= Beginning of Section =
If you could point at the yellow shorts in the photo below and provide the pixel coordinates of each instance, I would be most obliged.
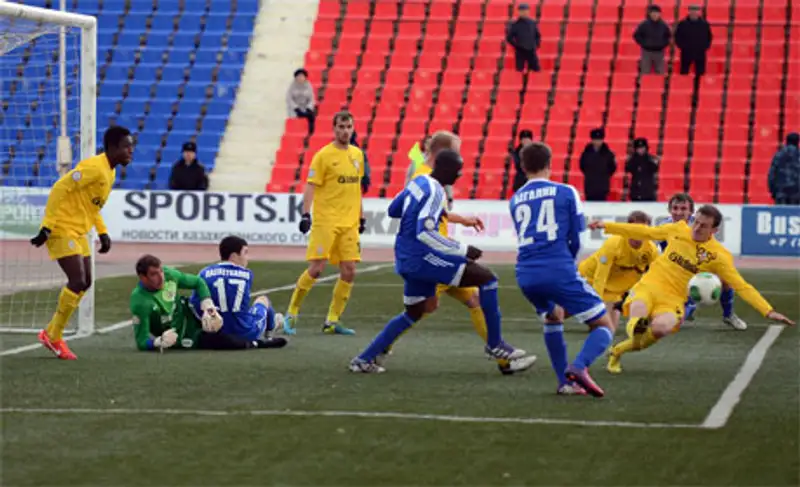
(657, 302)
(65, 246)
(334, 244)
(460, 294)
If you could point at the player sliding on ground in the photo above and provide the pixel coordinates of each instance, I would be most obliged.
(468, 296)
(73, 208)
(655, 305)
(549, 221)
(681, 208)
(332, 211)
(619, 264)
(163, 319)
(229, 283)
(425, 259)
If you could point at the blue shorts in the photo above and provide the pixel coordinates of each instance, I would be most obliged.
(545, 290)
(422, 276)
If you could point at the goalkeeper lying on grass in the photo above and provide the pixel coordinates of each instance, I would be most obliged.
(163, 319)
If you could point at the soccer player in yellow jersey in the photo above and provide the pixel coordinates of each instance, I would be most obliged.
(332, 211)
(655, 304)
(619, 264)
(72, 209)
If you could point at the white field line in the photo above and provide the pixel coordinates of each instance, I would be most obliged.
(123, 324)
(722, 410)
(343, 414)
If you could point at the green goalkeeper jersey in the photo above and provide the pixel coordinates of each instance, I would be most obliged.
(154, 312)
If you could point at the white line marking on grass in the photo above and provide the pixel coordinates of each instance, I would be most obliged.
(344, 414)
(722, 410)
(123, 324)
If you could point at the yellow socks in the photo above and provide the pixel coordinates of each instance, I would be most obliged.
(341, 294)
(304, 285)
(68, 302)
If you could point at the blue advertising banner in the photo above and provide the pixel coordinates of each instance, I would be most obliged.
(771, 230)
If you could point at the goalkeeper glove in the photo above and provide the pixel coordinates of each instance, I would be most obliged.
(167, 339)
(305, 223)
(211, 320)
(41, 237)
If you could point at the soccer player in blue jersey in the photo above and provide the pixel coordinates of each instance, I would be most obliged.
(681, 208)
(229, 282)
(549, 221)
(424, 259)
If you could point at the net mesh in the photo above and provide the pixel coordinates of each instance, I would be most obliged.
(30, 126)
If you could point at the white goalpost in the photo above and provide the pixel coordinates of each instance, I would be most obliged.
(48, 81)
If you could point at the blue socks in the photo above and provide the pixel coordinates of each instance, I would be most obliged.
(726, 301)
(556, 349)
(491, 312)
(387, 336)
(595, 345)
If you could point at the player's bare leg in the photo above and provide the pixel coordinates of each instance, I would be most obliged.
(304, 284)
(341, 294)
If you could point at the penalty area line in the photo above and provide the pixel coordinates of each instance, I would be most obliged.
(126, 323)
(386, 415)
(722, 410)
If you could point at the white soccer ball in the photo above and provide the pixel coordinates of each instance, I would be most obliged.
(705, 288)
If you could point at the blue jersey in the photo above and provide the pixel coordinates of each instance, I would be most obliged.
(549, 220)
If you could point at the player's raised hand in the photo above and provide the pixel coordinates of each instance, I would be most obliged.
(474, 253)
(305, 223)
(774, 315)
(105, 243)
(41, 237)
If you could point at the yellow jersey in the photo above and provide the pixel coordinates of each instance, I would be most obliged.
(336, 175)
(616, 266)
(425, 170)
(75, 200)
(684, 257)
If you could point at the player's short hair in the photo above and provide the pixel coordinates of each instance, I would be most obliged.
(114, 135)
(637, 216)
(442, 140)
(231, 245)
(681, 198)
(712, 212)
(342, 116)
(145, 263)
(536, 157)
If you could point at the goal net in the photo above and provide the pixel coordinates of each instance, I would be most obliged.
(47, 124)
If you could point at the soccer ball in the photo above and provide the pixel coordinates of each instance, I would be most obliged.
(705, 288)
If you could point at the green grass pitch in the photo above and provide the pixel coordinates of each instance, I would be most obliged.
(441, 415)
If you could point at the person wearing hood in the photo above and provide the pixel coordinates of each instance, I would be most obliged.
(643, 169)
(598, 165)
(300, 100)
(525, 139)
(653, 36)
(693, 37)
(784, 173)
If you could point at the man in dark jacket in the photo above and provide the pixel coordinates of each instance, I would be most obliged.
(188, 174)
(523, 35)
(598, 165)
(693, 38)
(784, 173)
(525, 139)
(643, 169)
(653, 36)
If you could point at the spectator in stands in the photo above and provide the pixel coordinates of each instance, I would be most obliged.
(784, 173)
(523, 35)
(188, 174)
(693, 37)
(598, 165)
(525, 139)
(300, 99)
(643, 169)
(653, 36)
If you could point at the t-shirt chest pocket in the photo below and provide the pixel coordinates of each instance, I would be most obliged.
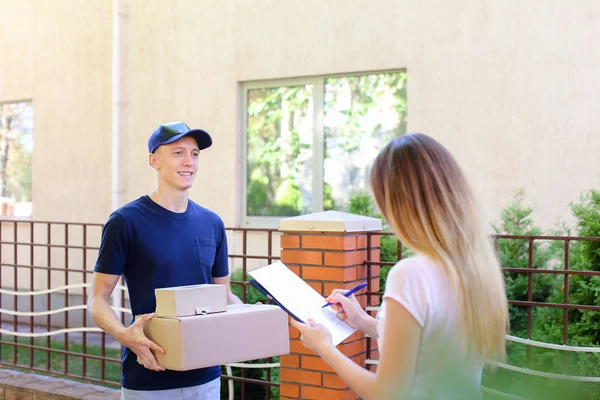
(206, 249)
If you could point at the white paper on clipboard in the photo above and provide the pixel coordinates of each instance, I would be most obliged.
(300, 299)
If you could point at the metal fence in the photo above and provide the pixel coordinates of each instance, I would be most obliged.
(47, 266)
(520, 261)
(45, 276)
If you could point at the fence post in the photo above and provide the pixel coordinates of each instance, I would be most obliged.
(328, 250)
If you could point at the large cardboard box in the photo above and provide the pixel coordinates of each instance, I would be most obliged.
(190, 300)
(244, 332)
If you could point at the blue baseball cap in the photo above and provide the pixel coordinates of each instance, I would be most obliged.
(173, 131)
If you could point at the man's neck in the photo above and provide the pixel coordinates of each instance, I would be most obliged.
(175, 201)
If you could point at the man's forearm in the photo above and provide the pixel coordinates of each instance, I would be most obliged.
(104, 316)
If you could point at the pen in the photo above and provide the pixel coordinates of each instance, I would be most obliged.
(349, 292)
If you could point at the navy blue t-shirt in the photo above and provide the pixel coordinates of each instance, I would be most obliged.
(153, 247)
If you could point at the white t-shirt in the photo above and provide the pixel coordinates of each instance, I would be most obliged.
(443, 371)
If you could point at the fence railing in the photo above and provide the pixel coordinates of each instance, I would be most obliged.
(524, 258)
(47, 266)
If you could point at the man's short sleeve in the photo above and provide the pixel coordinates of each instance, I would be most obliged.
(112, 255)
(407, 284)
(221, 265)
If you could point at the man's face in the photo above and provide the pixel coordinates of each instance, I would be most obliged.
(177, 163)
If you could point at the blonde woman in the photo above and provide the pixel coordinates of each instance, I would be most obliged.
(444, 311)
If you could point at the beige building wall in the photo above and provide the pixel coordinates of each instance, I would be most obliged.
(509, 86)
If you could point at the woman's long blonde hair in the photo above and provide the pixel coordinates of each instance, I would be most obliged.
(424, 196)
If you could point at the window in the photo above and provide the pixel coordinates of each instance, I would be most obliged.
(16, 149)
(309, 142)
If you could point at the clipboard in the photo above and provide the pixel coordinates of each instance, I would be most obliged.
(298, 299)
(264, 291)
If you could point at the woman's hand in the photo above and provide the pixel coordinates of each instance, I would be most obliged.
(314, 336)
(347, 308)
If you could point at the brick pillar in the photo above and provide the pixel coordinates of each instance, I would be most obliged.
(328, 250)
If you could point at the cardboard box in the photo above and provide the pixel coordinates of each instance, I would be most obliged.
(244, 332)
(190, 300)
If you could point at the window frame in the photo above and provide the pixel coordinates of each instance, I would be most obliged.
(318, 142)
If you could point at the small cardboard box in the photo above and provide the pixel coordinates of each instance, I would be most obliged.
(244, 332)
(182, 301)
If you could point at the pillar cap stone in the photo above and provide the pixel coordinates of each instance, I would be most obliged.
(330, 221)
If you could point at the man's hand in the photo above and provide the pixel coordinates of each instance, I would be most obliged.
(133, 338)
= End of Section =
= Beginning of Section =
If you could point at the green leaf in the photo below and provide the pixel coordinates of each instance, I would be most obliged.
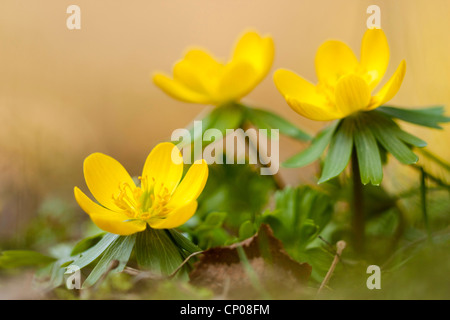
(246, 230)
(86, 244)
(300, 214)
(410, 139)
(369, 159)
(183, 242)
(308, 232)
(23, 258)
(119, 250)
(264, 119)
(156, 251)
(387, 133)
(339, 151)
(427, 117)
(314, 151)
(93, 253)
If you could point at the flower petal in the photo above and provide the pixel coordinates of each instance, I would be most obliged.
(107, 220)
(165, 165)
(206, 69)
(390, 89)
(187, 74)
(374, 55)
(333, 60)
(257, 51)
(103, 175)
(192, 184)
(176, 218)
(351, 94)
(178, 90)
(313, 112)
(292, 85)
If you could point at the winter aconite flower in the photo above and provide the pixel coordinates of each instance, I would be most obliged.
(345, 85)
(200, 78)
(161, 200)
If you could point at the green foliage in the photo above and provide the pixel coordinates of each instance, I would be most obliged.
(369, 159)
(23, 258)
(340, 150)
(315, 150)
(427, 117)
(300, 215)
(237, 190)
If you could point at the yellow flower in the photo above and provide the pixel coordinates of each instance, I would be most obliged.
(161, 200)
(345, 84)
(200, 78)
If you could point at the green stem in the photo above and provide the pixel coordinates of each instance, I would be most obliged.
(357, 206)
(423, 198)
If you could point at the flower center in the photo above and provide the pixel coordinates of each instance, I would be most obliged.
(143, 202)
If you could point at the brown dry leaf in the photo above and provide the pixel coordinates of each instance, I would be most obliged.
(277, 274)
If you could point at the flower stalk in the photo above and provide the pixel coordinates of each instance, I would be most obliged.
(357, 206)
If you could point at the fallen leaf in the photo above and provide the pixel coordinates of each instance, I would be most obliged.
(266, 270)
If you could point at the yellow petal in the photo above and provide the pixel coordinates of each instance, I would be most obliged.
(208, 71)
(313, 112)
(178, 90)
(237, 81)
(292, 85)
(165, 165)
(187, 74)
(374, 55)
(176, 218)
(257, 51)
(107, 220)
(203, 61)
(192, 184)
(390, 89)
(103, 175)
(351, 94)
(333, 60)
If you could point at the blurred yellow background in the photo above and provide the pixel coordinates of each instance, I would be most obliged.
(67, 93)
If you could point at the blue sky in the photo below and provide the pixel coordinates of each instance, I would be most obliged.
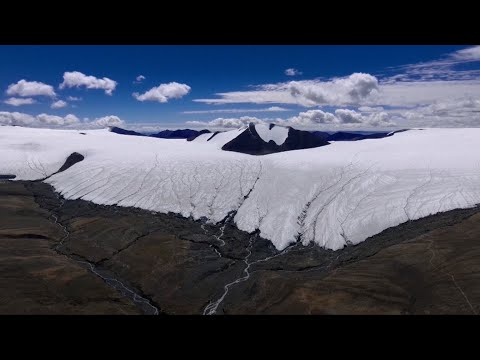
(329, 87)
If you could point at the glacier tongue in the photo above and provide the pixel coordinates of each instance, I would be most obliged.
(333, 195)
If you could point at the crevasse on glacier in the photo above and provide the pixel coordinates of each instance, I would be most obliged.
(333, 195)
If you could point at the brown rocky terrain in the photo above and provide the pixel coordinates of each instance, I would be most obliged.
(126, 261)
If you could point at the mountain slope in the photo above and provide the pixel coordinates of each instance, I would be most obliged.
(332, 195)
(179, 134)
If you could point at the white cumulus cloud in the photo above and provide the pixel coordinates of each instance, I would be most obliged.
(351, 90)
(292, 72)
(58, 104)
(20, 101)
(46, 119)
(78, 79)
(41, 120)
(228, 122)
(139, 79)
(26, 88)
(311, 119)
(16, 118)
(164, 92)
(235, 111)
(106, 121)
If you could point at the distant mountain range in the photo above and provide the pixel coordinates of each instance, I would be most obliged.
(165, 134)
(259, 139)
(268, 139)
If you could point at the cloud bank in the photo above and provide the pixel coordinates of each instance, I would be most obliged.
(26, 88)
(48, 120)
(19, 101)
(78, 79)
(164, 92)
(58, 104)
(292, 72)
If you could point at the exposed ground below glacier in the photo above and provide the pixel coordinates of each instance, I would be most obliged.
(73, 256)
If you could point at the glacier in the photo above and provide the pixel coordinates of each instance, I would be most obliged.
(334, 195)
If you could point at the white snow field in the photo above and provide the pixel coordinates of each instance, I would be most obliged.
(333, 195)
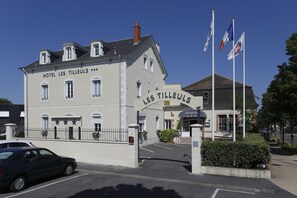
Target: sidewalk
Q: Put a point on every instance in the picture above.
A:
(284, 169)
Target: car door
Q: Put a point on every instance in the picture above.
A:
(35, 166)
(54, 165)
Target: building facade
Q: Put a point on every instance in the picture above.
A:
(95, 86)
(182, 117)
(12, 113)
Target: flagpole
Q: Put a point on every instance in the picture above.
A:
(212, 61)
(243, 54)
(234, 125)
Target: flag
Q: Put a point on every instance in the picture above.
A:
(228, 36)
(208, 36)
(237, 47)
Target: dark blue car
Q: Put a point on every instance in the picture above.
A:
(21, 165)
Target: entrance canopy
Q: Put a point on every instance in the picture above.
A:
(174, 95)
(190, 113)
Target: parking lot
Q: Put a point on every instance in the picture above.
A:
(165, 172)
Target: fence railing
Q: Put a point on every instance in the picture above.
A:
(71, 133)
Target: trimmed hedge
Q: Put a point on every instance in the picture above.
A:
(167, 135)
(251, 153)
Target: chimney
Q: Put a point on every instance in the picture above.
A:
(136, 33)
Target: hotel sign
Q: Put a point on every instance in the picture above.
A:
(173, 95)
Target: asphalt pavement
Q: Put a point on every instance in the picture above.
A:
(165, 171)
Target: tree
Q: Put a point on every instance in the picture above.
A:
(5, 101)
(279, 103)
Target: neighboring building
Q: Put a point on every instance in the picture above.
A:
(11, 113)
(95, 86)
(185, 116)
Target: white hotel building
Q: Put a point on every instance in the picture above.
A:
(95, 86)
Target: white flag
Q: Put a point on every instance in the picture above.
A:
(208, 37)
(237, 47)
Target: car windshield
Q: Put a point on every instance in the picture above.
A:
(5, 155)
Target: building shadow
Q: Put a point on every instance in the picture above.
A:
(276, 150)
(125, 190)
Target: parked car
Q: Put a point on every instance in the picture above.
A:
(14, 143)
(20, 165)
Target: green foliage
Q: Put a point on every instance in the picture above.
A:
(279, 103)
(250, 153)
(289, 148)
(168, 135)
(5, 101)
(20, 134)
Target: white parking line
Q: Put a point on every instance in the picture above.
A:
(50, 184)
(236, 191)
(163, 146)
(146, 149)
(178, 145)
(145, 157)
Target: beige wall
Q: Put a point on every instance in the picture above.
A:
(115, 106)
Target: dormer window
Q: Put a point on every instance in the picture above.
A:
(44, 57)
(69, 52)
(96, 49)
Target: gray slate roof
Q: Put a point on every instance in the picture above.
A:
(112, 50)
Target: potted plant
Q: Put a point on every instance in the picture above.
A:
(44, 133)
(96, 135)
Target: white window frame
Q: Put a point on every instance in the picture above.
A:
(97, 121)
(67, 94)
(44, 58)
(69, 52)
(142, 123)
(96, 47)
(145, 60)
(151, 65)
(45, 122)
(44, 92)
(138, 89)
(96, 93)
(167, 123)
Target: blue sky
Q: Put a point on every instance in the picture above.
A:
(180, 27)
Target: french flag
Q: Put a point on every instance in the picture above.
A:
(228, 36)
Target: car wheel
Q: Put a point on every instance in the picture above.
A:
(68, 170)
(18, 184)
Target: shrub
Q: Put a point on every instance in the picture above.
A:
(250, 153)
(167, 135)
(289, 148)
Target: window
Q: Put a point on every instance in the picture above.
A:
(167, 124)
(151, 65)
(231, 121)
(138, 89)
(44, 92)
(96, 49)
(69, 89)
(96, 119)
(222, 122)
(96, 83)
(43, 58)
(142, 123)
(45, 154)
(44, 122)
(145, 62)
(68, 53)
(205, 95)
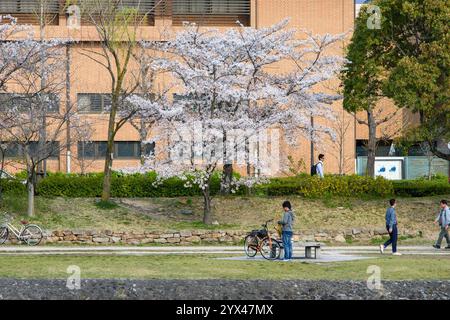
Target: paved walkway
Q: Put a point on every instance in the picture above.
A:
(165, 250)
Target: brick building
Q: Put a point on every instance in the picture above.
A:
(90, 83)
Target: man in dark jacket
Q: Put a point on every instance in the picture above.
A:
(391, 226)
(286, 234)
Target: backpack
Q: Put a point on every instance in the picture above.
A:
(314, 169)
= End of Section =
= Beginning of Section =
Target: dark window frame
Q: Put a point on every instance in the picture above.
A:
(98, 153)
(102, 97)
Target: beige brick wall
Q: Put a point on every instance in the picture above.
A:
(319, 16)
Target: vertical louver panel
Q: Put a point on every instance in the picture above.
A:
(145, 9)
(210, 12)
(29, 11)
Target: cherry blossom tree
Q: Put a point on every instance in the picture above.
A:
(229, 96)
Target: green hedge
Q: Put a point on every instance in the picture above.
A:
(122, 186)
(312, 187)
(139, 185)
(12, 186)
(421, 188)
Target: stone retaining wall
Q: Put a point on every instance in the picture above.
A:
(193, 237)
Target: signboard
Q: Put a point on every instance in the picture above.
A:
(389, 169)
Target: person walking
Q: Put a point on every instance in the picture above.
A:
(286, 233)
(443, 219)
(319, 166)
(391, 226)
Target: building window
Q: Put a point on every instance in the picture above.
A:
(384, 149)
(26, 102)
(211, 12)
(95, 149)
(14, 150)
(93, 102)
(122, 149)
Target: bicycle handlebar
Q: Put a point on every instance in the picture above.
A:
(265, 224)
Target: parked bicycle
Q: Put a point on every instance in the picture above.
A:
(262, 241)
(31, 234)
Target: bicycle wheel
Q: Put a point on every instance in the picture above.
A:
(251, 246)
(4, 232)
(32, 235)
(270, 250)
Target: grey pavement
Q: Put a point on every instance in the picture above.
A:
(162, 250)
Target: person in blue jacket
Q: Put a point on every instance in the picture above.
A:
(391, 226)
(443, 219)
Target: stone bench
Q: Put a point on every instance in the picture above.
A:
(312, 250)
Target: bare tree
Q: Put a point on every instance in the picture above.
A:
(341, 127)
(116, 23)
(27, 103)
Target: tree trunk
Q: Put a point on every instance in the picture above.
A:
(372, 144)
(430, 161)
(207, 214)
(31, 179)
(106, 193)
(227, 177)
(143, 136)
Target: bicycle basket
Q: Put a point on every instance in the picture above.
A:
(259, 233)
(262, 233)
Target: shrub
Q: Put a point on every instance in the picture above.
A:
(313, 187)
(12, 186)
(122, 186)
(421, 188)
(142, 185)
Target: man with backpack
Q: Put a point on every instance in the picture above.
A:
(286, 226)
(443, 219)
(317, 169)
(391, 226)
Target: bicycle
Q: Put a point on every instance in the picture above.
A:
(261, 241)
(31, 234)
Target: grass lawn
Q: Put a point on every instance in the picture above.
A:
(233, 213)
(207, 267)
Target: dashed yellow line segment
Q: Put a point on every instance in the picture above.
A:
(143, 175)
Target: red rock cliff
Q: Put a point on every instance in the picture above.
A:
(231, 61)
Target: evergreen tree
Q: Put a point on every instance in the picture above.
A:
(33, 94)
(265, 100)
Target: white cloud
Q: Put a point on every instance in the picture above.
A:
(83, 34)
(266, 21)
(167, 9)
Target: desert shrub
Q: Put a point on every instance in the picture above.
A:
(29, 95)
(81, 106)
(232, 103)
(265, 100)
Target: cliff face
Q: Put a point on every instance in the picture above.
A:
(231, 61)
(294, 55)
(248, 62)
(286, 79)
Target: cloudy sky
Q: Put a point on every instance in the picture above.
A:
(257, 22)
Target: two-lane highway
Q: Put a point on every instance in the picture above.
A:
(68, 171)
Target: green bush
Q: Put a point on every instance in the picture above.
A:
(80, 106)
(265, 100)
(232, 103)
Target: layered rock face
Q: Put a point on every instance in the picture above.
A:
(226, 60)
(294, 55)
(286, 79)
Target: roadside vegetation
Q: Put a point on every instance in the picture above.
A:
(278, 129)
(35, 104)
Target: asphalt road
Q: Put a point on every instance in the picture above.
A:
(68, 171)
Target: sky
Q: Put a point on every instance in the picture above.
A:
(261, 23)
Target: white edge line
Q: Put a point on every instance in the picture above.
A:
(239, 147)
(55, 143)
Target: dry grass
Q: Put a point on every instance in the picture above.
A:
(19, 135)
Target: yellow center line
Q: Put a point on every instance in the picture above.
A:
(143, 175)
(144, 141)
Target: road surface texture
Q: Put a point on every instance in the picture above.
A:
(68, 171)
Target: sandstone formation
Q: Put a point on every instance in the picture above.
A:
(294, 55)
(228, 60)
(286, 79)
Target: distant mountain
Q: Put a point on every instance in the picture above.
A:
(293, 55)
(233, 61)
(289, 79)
= End of Section =
Check all the records above and select each line where the string "tree" is found.

Target: tree
Target: cherry blossom tree
Target: bare tree
Target: tree trunk
Target: evergreen tree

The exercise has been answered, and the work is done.